Image box annotation records:
-=-=-
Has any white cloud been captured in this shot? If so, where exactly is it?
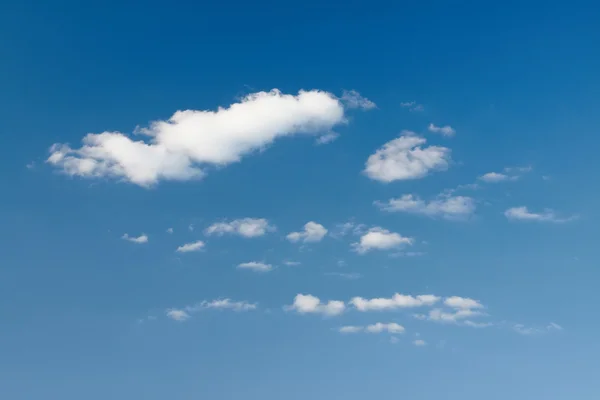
[338,325,364,333]
[415,308,485,323]
[374,194,476,219]
[285,294,346,316]
[400,101,425,112]
[444,296,483,309]
[325,272,362,280]
[350,293,440,312]
[512,322,563,336]
[204,218,275,238]
[121,233,148,244]
[338,322,405,334]
[363,131,451,183]
[47,89,345,187]
[478,172,510,183]
[167,308,190,322]
[286,221,327,243]
[283,260,301,267]
[365,322,404,333]
[504,206,577,223]
[352,227,414,254]
[427,124,456,137]
[192,298,258,312]
[341,90,377,110]
[315,132,340,145]
[238,261,273,272]
[176,240,205,253]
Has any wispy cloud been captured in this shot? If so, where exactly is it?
[504,206,577,223]
[121,233,148,244]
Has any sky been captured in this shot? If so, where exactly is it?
[0,0,600,400]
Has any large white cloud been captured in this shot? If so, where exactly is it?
[352,227,414,254]
[363,131,451,182]
[47,89,345,186]
[375,194,476,219]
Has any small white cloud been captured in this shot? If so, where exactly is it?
[363,131,451,183]
[325,272,362,280]
[204,218,276,238]
[365,322,404,334]
[504,206,577,223]
[286,221,327,243]
[167,308,190,322]
[444,296,483,309]
[315,132,340,145]
[427,124,456,137]
[341,90,377,110]
[186,298,258,312]
[374,194,476,219]
[121,233,148,244]
[285,294,346,316]
[352,227,414,254]
[238,261,273,272]
[400,101,425,112]
[176,240,205,253]
[350,293,440,312]
[338,322,405,334]
[47,89,346,187]
[338,325,364,333]
[478,172,510,183]
[283,260,301,267]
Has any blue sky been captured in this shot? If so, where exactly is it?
[0,1,600,400]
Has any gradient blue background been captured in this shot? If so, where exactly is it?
-=-=-
INSTRUCTIONS TO FOLLOW:
Copy the records without changes, starting at the line that contains "Has any blue" and continuing through the last line of the records.

SOLVED EXERCISE:
Has any blue sky been captured in this shot? If so, where exactly is it?
[0,1,600,400]
Has any gradient blue background been captured in this shot? If so, where exactly is it?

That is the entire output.